==== Entries provided ====

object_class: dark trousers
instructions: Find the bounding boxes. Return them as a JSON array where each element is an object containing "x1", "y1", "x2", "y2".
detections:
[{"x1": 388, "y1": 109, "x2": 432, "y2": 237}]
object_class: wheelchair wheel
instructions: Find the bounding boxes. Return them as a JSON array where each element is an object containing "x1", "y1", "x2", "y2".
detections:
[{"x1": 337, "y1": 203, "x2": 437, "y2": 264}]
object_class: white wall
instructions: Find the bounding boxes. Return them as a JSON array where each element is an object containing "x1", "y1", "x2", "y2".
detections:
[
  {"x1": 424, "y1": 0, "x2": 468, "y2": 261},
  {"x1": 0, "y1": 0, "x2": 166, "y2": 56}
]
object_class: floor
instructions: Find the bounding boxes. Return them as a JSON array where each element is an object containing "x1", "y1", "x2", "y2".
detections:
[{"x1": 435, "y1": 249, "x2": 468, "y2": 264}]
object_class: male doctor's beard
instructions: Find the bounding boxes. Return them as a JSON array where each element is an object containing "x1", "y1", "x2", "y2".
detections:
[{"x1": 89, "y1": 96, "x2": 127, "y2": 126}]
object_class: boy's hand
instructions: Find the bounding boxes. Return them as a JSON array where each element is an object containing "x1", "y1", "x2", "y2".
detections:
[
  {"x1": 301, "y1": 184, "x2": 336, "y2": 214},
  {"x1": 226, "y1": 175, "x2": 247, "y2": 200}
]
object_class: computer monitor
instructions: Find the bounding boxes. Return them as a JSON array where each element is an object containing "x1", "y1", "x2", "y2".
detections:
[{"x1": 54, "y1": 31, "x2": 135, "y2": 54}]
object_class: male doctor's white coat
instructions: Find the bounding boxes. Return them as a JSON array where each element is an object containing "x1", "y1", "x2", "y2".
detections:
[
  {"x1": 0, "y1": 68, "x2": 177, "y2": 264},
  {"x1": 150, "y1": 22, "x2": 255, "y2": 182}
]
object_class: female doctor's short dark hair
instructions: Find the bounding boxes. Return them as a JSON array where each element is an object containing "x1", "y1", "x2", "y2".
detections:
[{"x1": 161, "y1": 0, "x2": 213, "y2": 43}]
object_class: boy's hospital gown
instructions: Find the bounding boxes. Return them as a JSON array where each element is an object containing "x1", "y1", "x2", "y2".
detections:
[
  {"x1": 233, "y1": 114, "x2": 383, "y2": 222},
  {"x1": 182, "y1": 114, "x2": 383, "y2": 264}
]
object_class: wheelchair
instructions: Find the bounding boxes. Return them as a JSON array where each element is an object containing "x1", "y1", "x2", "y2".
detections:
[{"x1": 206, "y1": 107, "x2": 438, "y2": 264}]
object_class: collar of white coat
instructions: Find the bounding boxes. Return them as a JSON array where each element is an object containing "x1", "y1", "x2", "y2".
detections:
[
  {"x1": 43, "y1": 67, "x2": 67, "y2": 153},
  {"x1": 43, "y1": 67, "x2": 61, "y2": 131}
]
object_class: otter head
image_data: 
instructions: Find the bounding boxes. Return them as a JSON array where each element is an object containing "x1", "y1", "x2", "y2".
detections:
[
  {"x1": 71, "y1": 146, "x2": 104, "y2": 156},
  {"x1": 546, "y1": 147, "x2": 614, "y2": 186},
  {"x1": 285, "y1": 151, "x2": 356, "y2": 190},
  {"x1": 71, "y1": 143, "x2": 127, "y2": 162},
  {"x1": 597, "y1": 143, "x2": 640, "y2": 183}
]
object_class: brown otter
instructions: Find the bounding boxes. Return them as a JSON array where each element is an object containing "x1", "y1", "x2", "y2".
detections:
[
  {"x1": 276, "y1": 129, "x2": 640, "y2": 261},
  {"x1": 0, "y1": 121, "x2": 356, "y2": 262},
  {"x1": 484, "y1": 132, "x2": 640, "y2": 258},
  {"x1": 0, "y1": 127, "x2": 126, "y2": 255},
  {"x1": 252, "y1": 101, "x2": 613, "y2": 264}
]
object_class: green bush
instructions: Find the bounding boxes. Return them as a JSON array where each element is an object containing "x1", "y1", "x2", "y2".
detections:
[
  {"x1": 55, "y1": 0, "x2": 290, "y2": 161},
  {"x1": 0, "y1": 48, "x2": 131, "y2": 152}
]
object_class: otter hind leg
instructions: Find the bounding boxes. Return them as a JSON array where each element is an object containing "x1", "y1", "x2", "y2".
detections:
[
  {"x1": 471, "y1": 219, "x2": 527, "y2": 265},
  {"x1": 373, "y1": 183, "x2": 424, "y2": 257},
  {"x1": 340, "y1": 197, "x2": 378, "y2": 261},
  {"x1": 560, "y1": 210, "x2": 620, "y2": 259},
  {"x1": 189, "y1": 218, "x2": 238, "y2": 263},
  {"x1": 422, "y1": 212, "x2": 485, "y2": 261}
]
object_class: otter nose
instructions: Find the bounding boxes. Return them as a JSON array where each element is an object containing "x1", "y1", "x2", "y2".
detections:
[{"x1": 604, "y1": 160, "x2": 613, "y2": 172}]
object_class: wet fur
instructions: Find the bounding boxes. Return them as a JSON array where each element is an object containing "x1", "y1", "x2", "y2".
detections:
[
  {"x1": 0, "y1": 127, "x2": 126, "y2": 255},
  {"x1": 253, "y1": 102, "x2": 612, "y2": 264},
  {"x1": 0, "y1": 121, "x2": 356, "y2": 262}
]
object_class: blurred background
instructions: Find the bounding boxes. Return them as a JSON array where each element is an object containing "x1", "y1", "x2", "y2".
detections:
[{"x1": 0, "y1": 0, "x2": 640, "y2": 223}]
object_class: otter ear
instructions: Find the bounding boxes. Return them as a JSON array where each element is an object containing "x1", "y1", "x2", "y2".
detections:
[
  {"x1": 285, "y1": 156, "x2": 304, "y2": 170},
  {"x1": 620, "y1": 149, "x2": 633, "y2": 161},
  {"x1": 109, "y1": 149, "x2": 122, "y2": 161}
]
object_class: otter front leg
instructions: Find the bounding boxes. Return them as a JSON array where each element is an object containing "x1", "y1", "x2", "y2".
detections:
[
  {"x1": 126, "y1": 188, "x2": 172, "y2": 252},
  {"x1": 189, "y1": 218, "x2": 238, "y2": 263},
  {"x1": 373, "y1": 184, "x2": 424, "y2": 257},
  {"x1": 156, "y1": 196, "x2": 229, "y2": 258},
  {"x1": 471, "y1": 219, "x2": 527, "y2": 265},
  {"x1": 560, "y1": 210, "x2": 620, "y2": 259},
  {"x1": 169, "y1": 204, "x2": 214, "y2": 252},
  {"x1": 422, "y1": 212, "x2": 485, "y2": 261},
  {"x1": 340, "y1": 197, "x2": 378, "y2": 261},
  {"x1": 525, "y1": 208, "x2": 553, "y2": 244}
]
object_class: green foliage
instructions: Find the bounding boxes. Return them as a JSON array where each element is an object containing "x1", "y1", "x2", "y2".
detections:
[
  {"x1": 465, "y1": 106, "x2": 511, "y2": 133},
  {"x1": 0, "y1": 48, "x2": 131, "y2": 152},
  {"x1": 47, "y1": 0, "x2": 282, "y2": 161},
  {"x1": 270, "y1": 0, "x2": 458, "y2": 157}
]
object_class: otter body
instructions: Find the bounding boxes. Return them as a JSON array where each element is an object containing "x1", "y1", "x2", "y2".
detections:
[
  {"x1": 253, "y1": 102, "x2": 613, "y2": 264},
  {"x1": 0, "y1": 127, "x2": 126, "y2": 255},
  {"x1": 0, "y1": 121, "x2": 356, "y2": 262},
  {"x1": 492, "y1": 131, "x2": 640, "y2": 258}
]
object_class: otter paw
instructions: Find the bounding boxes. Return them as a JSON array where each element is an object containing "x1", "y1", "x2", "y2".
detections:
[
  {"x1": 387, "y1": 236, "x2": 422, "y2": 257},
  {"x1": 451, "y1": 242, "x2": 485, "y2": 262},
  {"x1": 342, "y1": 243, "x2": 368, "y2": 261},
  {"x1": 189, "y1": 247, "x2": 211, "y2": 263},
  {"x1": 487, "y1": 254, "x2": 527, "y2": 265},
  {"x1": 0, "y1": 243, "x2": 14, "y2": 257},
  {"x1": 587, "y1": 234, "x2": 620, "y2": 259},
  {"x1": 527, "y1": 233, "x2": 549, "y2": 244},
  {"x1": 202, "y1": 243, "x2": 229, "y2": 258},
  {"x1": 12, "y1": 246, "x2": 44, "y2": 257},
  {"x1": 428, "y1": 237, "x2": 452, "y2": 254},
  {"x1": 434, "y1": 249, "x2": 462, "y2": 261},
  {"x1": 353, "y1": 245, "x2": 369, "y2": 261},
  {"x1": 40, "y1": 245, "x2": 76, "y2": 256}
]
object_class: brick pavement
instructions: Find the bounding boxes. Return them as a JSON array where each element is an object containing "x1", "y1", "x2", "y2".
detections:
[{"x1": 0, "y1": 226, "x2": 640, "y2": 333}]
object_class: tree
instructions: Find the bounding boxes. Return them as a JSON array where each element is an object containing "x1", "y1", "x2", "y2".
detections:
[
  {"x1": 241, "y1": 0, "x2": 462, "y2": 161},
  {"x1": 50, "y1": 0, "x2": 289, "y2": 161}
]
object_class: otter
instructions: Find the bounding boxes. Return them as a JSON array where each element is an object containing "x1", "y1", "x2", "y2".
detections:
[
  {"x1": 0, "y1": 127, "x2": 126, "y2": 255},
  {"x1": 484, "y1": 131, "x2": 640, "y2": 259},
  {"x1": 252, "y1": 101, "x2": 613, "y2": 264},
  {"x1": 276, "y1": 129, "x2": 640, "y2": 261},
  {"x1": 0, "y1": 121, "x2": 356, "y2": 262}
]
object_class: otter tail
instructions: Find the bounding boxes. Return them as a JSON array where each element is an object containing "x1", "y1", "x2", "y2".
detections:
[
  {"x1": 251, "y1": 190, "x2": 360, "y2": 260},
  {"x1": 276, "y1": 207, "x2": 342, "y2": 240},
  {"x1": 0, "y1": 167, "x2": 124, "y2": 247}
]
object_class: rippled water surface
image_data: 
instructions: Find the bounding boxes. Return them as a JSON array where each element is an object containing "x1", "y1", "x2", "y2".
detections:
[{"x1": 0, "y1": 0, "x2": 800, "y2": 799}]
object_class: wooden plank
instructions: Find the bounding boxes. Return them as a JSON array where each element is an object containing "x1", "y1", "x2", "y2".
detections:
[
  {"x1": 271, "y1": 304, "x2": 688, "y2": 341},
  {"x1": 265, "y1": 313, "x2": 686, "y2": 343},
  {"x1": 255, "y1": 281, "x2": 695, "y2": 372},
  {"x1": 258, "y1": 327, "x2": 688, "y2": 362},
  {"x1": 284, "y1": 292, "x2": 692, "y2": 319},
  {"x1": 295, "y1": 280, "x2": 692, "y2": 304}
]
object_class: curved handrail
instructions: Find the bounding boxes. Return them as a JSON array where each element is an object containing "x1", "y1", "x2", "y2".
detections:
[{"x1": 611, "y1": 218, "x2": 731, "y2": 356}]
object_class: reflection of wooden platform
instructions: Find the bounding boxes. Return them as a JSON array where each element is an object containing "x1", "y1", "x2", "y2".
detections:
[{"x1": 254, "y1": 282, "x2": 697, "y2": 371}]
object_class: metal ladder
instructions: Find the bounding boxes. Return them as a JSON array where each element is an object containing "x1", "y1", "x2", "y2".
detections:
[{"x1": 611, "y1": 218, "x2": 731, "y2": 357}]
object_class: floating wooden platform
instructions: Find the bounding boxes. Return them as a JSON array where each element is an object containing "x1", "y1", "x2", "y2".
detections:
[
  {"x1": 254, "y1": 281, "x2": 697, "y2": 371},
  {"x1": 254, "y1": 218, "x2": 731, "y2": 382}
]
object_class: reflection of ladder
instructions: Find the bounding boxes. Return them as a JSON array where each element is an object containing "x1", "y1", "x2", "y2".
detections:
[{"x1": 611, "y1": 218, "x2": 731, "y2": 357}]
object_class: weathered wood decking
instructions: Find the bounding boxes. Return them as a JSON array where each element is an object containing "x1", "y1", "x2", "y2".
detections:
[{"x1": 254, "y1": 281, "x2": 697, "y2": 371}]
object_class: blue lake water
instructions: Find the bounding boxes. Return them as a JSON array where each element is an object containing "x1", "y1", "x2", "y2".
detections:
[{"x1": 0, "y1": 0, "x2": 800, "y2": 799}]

====

Return each line of the records above that contains the word "doctor", copied in full. Case counts.

object_class: male doctor's beard
object_class: male doctor's white coat
object_class: female doctor's short dark hair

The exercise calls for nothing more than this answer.